> [Textauszug]:
Danach hat er in E***** und andernorts

(I) mit auf unrechtmäßige Bereicherung gerichtetem Vorsatz und in der Absicht, sich durch die wiederkehrende Begehung schwerer Betrügereien eine fortlaufende Einnahme zu verschaffen, in wiederholten Angriffen Nachgenannte durch die wahrheitswidrige Behauptung, ein zahlungsfähiger und zahlungswilliger Darlehensnehmer zu sein, somit durch Täuschung über Tatsachen, zur Gewährung von Darlehen, mithin zu Handlungen verleitet, die diese in einem 50.000 Euro übersteigenden Betrag am Vermögen schädigten, und zwar

B) Franz E***** zwischen 21. Dezember 2001 und 28. August 2014 um insgesamt 445.486,30 Euro und Berta R***** zwischen Anfang 2001 und Ende 2005 um insgesamt 30.000 Euro;

C) im bewussten und gewollten Zusammenwirken mit Alfred F***** Augustine H***** zwischen Anfang 2011 und 28. August 2013 um 100.000 Euro;

(II) in der Zeit von August 2001 bis 1. September 2014 Alfred F***** zu sämtlichen der im Urteil zu (I/A) angeführten Betrugshandlungen zum Nachteil der dort genannten Geschädigten mit einem Gesamtschaden in Höhe von 897.909,28 Euro bestimmt.

Rechtliche Beurteilung

Der dagegen aus Z 5, 9 lit a und 10 des § 281 Abs 1 StPO erhobenen Nichtigkeitsbeschwerde des Angeklagten Werner G***** kommt Berechtigung zu.

Gemäß §§ 12 Abs 2, 258 Abs 1 StPO hat das Gericht bei der Urteilsfällung nur auf das Rücksicht zu nehmen, was in der Hauptverhandlung vorgekommen ist. Aktenstücke können nach dem zweiten Satz der letztgenannten Bestimmung nur insoweit als Beweismittel dienen, als sie bei der Hauptverhandlung vorgelesen oder vom Vorsitzenden vorgetragen (§ 252 Abs 2a StPO) worden sind.

Nach dem Protokoll über die Hauptverhandlung wurden vom Vorsitzenden die Anzeige, die Strafregisterauskunft und das Gutachten des Sachverständigen (ON 69) verlesen (ON 85 S 42).

Demzufolge kritisiert die Mängelrüge (Z 5 vierter Fall) zu Recht, dass die Tatrichter ihre volle Überzeugung vom Vorliegen der hier entscheidenden Tatsachen auch auf in der Hauptverhandlung nicht vorgekommene Inlandspostüberweisungen, Empfangsbestätigungen und diverse Auszüge über einen SMS‑Verkehr stützten (US 12, 13).

> [Arbeitsauftrag]: Schreiben Sie den Textauszug wortgetreu ab, beginnend mit „C) im bewussten“ und fortlaufend bis einschließlich „897.909,28 Euro bestimmt.“. Die Daten stammen aus einer anderen Quelle als der Textauszug.

> [Datenzeilen]:
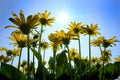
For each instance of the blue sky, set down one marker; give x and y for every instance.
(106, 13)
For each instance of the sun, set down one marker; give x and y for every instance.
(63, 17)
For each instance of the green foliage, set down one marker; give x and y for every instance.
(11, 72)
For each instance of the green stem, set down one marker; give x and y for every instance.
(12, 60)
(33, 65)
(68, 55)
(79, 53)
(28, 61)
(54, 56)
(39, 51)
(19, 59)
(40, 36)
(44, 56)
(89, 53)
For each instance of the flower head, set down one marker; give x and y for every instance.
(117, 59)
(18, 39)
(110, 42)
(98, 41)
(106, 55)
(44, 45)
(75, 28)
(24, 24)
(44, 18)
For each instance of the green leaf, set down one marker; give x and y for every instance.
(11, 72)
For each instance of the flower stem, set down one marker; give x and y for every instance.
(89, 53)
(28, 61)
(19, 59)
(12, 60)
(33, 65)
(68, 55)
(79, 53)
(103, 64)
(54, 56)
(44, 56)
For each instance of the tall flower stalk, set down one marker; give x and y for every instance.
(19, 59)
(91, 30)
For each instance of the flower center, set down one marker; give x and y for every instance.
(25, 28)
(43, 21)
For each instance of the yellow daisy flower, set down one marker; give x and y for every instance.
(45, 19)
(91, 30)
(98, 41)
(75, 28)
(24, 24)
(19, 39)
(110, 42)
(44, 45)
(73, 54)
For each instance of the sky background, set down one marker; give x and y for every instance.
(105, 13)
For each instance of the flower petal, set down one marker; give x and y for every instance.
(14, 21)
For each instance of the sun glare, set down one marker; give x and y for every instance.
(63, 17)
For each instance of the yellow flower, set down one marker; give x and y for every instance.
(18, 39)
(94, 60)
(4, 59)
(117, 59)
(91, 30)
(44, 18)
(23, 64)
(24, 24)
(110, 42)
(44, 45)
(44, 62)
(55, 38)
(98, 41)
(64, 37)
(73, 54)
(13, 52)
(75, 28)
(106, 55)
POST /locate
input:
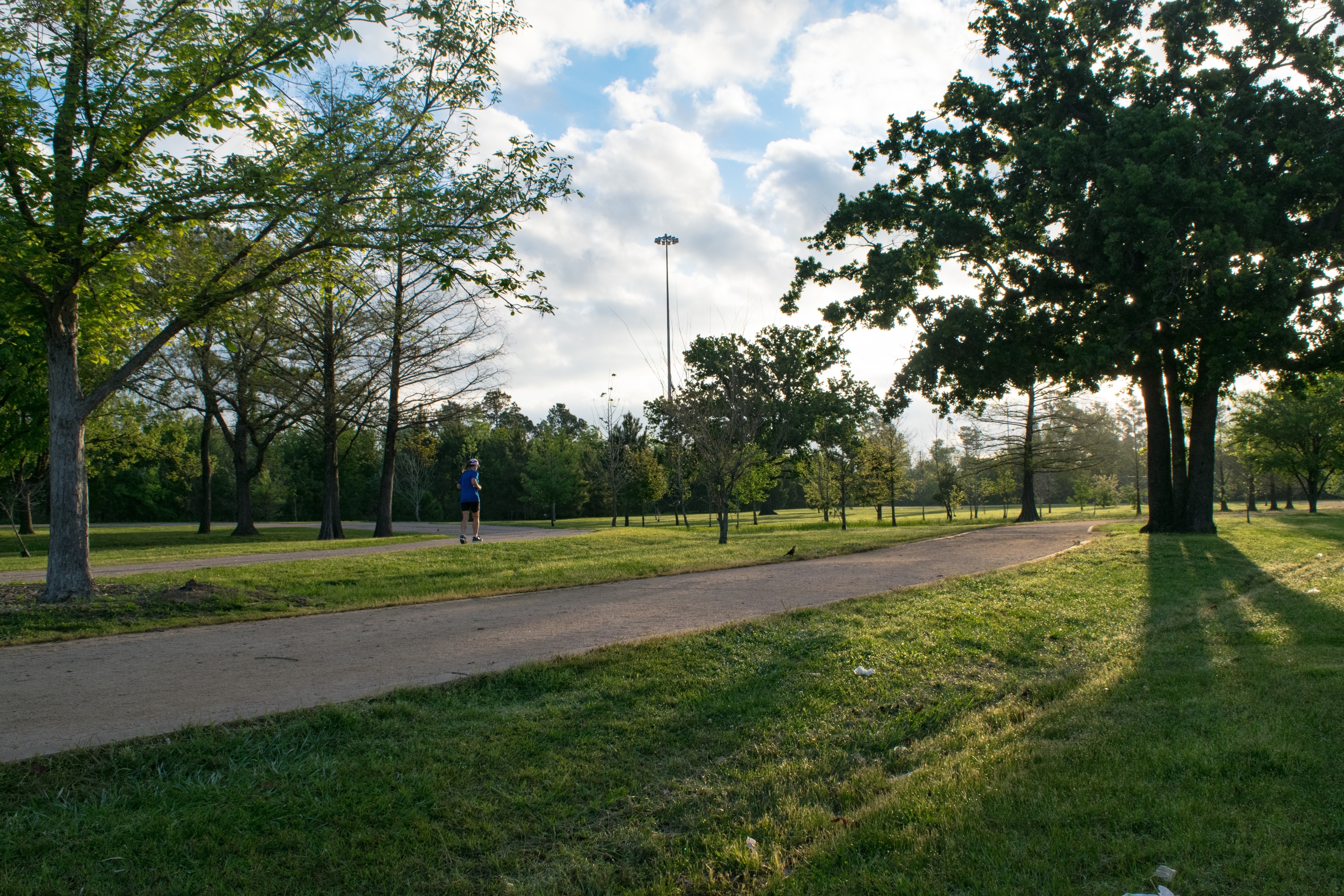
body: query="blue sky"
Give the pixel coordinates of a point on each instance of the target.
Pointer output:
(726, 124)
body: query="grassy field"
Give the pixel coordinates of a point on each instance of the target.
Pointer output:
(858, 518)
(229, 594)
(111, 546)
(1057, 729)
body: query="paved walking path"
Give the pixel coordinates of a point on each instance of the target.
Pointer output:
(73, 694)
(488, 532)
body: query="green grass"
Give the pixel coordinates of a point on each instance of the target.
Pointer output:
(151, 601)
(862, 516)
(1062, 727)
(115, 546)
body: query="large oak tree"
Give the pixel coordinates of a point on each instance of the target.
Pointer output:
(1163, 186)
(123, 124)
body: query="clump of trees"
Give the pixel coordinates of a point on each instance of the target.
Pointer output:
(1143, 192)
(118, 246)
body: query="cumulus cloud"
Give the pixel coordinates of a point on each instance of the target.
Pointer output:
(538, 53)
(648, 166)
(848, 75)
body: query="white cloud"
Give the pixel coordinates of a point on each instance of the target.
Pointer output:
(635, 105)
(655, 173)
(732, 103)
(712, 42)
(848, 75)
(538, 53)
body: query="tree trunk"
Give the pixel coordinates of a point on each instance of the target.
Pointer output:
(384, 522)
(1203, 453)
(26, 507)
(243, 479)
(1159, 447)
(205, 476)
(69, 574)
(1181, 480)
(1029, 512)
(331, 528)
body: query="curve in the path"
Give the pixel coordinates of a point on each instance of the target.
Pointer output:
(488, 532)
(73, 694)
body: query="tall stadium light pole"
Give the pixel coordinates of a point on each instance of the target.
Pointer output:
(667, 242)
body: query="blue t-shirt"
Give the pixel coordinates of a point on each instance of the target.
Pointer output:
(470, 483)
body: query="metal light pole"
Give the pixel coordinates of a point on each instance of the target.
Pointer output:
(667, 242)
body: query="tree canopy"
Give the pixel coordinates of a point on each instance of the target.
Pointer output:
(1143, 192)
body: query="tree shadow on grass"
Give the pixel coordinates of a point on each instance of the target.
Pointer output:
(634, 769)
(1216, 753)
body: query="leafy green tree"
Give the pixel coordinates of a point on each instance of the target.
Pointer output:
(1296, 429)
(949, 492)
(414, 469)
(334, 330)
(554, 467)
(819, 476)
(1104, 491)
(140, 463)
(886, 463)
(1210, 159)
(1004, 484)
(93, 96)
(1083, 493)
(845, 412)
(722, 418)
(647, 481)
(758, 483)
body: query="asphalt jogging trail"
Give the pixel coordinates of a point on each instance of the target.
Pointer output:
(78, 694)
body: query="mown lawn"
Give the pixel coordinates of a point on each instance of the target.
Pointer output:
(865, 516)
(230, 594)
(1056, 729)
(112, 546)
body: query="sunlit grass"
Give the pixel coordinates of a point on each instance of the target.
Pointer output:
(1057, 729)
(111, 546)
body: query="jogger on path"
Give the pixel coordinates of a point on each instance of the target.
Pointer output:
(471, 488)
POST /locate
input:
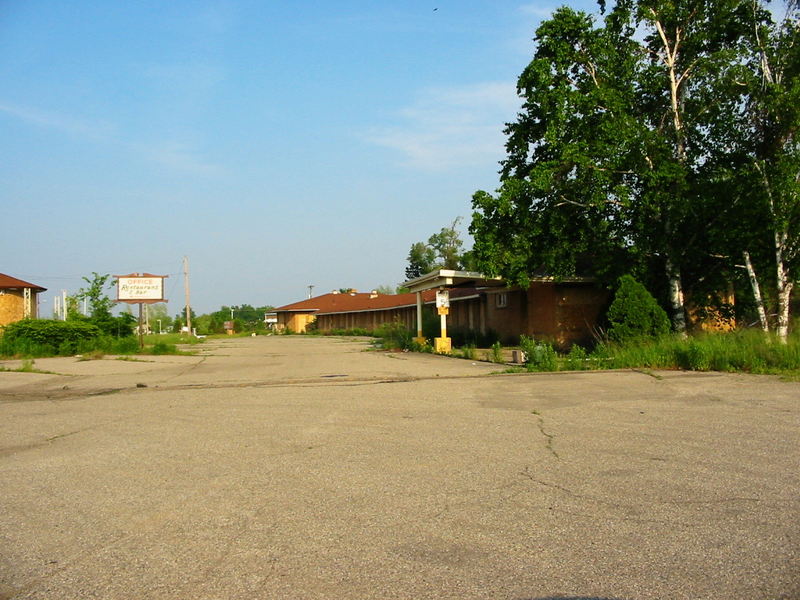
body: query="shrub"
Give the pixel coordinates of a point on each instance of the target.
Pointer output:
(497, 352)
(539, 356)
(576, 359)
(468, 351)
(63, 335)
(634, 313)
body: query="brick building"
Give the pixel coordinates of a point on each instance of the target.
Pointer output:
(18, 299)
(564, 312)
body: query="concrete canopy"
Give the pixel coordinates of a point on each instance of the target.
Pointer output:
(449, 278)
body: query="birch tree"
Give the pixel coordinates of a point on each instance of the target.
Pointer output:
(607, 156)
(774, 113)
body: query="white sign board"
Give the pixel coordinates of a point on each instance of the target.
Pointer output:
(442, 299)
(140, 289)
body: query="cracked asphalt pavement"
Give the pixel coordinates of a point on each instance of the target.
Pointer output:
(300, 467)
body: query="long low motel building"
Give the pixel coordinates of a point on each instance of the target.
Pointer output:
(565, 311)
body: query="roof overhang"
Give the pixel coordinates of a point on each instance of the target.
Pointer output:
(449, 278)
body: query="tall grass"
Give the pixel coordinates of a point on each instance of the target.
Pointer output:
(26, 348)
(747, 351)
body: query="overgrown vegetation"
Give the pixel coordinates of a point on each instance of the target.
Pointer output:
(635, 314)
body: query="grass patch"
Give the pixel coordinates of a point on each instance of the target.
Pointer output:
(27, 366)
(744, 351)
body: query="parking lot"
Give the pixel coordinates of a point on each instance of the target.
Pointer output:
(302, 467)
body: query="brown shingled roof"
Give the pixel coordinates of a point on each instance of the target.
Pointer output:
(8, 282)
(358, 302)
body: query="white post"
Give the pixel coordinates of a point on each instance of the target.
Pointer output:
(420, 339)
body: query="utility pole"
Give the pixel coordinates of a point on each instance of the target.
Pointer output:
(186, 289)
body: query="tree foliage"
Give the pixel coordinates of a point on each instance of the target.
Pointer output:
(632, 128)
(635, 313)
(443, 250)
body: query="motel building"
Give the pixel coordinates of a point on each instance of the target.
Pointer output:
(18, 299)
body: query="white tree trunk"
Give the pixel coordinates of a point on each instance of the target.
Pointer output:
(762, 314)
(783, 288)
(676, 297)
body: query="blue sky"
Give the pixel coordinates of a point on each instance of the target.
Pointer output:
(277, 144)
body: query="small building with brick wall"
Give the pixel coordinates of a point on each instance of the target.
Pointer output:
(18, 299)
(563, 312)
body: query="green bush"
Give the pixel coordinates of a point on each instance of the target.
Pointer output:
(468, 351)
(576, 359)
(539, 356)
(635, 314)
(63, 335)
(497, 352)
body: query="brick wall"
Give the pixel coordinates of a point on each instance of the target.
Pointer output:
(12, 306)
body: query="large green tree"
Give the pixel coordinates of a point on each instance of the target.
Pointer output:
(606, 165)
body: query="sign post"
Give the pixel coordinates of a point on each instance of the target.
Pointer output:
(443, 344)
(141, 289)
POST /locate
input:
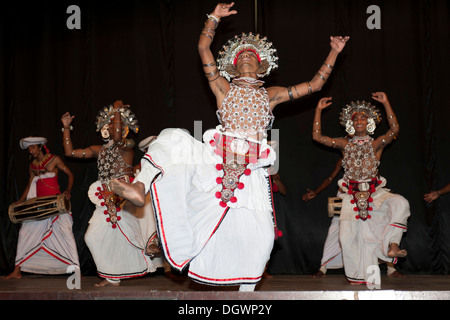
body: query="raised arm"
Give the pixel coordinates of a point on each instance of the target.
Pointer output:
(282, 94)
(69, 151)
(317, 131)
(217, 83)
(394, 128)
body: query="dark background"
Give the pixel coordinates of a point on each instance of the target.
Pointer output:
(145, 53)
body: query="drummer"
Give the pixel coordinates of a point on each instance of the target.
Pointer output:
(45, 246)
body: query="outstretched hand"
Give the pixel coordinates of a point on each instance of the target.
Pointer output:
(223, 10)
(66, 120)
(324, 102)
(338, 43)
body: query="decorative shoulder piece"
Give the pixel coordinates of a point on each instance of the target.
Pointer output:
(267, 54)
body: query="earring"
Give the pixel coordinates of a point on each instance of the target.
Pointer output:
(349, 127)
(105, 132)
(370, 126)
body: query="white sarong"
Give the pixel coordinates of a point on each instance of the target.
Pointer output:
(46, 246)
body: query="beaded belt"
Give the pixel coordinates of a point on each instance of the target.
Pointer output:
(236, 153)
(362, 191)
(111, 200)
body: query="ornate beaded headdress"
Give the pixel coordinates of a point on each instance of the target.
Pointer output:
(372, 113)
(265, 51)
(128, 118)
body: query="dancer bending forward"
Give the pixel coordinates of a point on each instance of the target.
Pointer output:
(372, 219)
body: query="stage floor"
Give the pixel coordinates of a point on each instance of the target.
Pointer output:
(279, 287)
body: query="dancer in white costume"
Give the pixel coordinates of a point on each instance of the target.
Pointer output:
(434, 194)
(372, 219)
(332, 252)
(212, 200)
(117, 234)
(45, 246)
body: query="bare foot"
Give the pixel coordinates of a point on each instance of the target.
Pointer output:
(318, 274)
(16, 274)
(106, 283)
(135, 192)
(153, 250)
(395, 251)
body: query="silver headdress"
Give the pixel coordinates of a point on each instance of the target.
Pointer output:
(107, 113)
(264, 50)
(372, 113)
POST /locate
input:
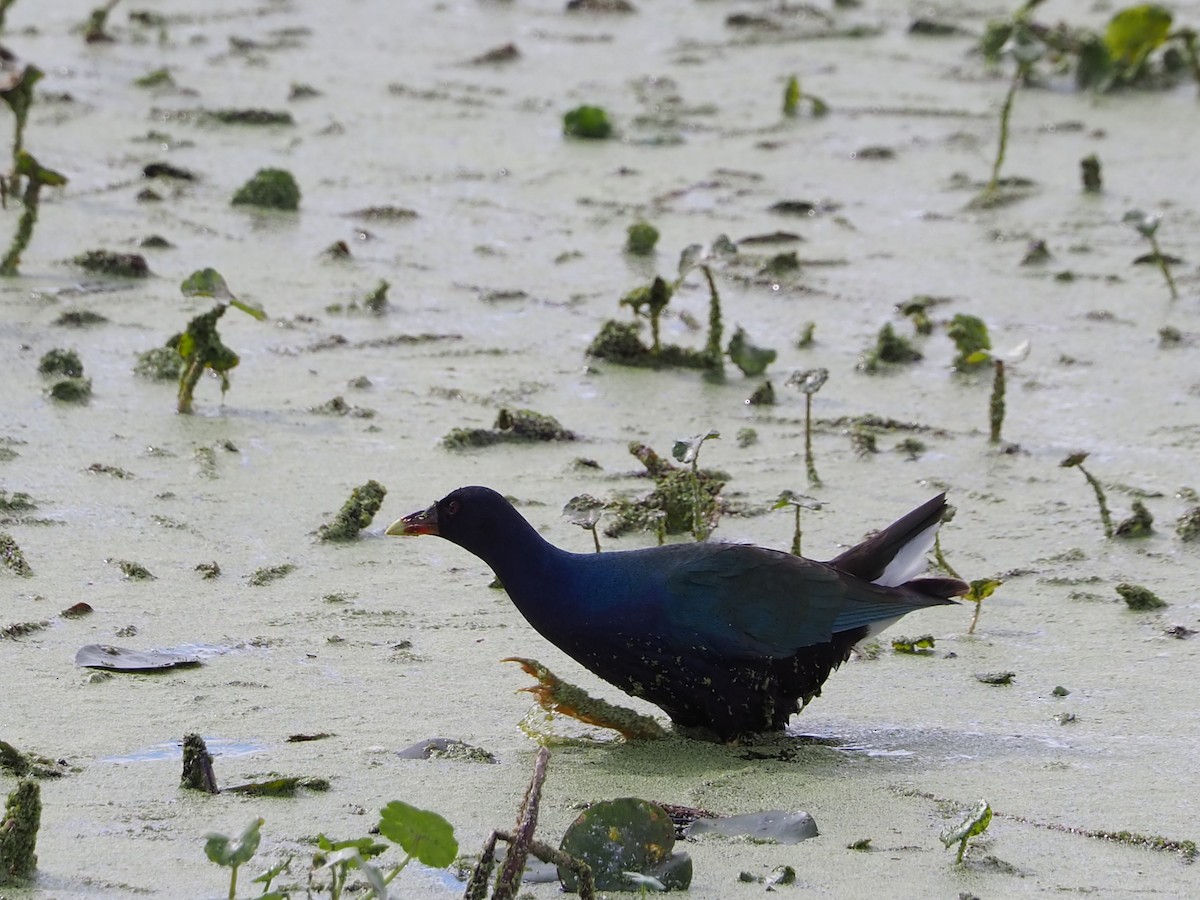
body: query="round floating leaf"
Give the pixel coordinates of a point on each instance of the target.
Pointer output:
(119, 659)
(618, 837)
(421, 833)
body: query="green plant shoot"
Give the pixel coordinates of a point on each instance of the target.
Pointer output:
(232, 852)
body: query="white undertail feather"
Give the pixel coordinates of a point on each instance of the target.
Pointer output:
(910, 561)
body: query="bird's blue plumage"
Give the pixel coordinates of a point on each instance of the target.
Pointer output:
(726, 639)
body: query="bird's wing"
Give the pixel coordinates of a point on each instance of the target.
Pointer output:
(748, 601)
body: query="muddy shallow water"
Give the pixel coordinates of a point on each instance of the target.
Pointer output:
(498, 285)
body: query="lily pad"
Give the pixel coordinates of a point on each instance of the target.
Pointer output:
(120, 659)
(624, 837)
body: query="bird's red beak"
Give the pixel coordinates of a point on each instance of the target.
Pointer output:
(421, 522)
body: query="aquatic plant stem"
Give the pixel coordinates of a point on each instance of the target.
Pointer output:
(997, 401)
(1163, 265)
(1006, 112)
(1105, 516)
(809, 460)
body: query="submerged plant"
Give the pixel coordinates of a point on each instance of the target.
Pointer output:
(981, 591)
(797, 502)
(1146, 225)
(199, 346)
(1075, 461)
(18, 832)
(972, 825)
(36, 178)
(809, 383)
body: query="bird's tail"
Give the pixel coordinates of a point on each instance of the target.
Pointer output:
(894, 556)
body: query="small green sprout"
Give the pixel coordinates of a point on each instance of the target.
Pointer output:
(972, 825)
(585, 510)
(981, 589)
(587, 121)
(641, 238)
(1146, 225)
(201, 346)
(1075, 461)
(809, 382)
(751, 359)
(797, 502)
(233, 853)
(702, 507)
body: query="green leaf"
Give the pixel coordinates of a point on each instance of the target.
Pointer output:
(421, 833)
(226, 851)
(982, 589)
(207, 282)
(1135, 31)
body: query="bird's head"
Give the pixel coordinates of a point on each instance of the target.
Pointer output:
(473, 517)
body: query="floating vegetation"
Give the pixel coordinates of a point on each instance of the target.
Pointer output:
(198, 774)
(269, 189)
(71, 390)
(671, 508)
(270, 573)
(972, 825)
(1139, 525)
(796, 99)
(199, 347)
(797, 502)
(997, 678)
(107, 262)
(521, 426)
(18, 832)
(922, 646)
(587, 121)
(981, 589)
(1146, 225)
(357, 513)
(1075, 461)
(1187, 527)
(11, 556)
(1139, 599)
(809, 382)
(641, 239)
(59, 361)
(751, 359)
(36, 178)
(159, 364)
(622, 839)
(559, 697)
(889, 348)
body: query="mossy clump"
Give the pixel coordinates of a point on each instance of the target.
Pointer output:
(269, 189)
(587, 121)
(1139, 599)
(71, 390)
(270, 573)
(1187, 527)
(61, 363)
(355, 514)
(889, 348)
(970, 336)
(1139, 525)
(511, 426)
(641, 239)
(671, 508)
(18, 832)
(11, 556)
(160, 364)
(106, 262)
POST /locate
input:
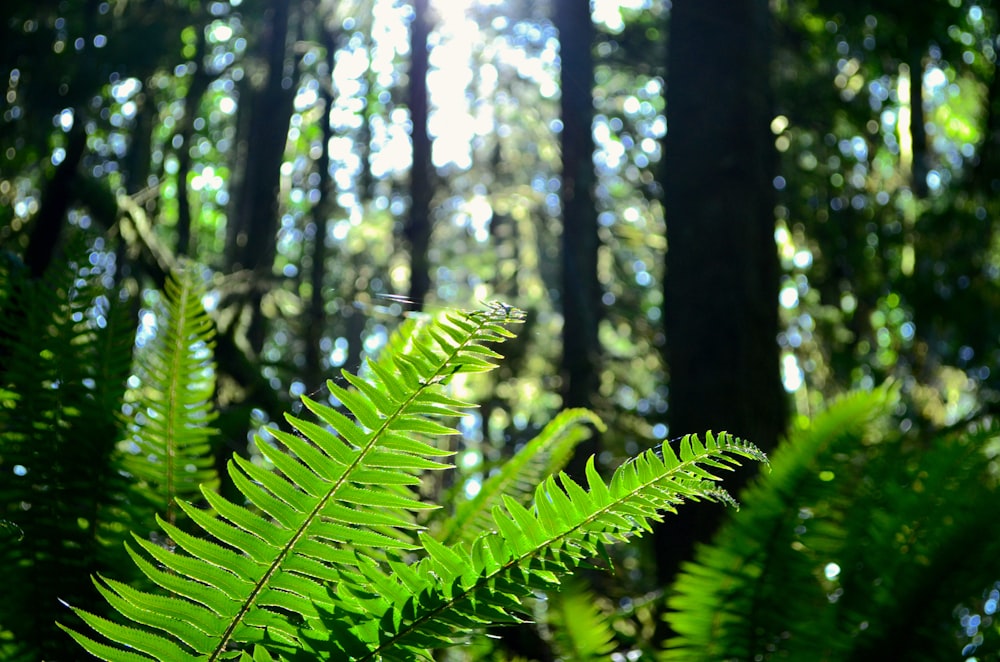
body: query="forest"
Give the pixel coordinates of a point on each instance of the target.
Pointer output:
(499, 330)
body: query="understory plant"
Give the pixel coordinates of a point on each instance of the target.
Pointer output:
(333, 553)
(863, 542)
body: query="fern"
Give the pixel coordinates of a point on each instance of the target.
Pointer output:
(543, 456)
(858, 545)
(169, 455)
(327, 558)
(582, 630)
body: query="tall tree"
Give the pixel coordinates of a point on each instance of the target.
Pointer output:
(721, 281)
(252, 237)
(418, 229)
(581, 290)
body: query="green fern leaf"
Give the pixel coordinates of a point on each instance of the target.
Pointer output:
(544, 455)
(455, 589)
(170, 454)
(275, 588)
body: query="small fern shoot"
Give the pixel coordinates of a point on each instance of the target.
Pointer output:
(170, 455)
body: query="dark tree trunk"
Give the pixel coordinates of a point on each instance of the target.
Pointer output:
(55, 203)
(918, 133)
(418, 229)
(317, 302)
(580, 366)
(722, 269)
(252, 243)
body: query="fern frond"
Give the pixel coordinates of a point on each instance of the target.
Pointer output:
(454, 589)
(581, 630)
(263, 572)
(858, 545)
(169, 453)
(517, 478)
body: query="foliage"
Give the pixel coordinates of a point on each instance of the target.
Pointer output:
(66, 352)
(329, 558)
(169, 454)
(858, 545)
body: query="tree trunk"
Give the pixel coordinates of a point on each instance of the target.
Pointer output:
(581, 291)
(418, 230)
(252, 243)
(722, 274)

> [Gelöste Aufgabe]:
C) im bewussten und gewollten Zusammenwirken mit Alfred F***** Augustine H***** zwischen Anfang 2011 und 28. August 2013 um 100.000 Euro;

(II) in der Zeit von August 2001 bis 1. September 2014 Alfred F***** zu sämtlichen der im Urteil zu (I/A) angeführten Betrugshandlungen zum Nachteil der dort genannten Geschädigten mit einem Gesamtschaden in Höhe von 897.909,28 Euro bestimmt.